(Dataset rows)
◇ ◇ ◇ ◇
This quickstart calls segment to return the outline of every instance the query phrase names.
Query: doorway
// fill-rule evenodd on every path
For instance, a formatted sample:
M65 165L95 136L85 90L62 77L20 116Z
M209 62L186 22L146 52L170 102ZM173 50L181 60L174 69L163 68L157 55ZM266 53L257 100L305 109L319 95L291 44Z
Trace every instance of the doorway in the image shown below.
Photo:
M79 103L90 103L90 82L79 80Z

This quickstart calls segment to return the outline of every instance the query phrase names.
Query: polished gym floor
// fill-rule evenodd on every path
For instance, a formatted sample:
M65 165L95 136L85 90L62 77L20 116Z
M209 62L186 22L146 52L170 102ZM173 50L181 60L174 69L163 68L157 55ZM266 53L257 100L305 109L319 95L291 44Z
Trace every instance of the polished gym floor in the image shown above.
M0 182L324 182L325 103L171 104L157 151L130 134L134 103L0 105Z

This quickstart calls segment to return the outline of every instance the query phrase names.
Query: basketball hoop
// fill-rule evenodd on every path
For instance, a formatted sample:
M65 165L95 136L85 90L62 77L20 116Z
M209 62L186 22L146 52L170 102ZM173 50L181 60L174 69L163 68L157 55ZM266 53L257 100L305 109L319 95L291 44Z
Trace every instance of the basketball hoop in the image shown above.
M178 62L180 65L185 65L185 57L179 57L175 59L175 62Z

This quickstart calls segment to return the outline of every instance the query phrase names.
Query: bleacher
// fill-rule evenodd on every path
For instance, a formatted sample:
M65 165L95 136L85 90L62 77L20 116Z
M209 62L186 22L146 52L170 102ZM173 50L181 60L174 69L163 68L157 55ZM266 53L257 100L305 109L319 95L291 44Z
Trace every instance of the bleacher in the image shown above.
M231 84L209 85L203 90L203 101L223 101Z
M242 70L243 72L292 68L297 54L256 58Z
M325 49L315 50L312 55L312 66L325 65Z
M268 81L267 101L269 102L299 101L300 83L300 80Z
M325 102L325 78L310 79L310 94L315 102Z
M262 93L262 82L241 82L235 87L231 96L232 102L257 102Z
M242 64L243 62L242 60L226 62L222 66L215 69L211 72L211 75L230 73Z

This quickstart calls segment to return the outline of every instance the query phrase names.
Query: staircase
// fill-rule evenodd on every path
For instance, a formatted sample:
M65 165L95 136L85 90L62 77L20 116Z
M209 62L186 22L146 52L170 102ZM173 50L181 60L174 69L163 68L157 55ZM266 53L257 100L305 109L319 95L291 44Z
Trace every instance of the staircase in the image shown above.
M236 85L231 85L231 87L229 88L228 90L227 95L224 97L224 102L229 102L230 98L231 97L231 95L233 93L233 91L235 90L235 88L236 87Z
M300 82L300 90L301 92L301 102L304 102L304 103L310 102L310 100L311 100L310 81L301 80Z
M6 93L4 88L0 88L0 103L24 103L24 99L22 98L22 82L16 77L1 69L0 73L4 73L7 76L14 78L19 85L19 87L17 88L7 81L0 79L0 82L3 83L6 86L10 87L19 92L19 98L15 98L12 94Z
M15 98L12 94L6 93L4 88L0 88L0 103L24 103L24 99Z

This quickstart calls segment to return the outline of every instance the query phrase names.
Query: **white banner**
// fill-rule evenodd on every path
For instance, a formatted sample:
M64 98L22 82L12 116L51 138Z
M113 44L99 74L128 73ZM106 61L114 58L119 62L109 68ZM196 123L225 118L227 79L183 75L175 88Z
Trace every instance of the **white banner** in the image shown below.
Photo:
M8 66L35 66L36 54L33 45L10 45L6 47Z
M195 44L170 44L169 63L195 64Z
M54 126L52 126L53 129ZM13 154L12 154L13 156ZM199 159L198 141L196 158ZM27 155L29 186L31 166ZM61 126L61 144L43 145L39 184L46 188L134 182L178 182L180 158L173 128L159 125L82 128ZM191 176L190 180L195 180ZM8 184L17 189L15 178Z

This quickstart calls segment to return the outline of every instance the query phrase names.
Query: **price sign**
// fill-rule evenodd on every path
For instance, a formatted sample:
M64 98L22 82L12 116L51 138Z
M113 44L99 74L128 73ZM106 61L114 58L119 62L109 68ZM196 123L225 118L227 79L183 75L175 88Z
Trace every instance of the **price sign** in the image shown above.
◇ ◇ ◇ ◇
> Problem description
Write out every record above word for word, from the first to the last.

> Exercise output
This quickstart calls segment to return the outline of every instance the query phrase names.
Query: doorway
// fill-rule evenodd on every path
For instance, a formatted sample:
M65 165L95 136L85 90L62 77L20 116Z
M209 62L186 22L146 52L170 102ZM173 50L181 60L174 69L163 68L157 55ZM266 53L257 100L305 109L319 95L291 44Z
Trace every instance of the doorway in the image shown below.
Photo:
M79 103L90 103L90 82L79 80Z

This quickstart calls segment to return the outline of every instance the query phrase names.
Query: polished gym floor
// fill-rule evenodd on every path
For instance, a formatted sample:
M65 165L95 136L85 90L62 77L20 116Z
M209 62L186 22L146 52L170 102ZM173 50L181 60L174 69L163 68L157 55ZM266 53L257 100L305 109L319 95L291 44Z
Trace every instance of the polished gym floor in the image shown above.
M0 182L324 182L325 103L171 104L157 151L130 134L134 103L0 105Z

This quickstart calls segment to return the outline of every instance the query phrase names.
Query: basketball hoop
// fill-rule evenodd on every path
For instance, a formatted sample:
M65 165L95 136L85 90L62 77L20 116Z
M209 62L186 22L146 52L170 102ZM173 50L181 60L174 69L163 68L157 55ZM266 53L257 100L305 109L319 95L291 44Z
Trace every instance of the basketball hoop in the image shown above.
M178 62L180 65L185 65L185 57L179 57L175 59L175 62Z

This quickstart calls segment to return the outline of every instance the query phrase names.
Query: bleacher
// fill-rule evenodd on every path
For instance, a formatted sample:
M65 165L95 136L85 90L62 77L20 116Z
M209 62L186 22L146 52L170 102ZM173 50L181 60L174 69L163 68L157 55ZM266 53L257 100L305 109L319 95L291 44Z
Trace every instance of the bleacher in the image shown above.
M231 84L209 85L203 90L203 101L223 101Z
M242 70L243 72L292 68L297 54L256 58Z
M325 49L315 50L312 55L312 66L325 65Z
M268 81L267 101L269 102L299 101L300 83L300 80Z
M325 102L325 78L310 79L310 94L315 102Z
M262 93L262 82L241 82L235 87L231 96L232 102L257 102Z
M242 64L243 62L242 60L226 62L222 66L215 69L211 72L211 75L230 73Z

This quickstart calls segment to return the outline of every instance the query phrase names.
Query: staircase
// fill-rule evenodd on every path
For instance, a formatted sample:
M65 165L95 136L85 90L62 77L20 116Z
M209 62L186 22L146 52L170 102ZM173 50L181 60L174 69L163 68L157 55ZM266 53L257 100L305 109L319 95L291 44Z
Trace every instance of the staircase in the image shown above.
M236 85L231 85L231 87L229 88L228 90L227 95L224 97L224 102L229 102L230 98L231 97L231 95L233 93L233 91L235 90L235 88L236 87Z
M300 82L300 90L301 92L301 102L304 102L304 103L310 102L310 100L311 100L310 81L301 80Z
M6 93L4 88L0 88L0 103L24 103L24 99L22 98L22 82L16 77L1 69L0 73L4 73L7 76L14 78L19 85L19 87L17 88L7 81L0 79L0 82L3 83L6 86L10 87L19 92L19 98L15 98L12 94Z
M15 98L12 94L6 93L4 88L0 88L0 103L24 103L24 99Z

This quickstart calls segment to return the outline of every instance the query phrase names.
Query: **white banner**
// fill-rule evenodd on every path
For instance, a formatted sample:
M64 98L22 82L12 116L51 138Z
M113 44L99 74L128 73ZM106 61L114 58L119 62L109 68ZM196 123L225 118L227 79L183 75L175 88Z
Trace every instance of the **white banner** in the image shown below.
Photo:
M8 66L35 66L36 54L33 45L10 45L6 47Z
M195 44L170 44L169 63L195 64Z
M54 126L52 126L53 129ZM13 154L12 154L13 156ZM199 159L198 141L196 158ZM27 155L29 186L31 166ZM61 126L61 144L43 145L39 184L46 188L134 182L178 182L180 158L173 128L159 125L82 128ZM191 176L190 180L195 180ZM8 184L17 189L15 178Z

This quickstart calls segment to return the outline of every instance the query phrase names.
Query: **price sign**
// fill-rule evenodd on every path
For instance, a formatted sample:
M64 98L22 82L12 116L51 138Z
M113 44L99 74L128 73ZM106 61L114 58L119 62L109 68ZM196 123L225 118L227 79L183 75L175 88Z
Trace every instance of the **price sign** in the image shown above.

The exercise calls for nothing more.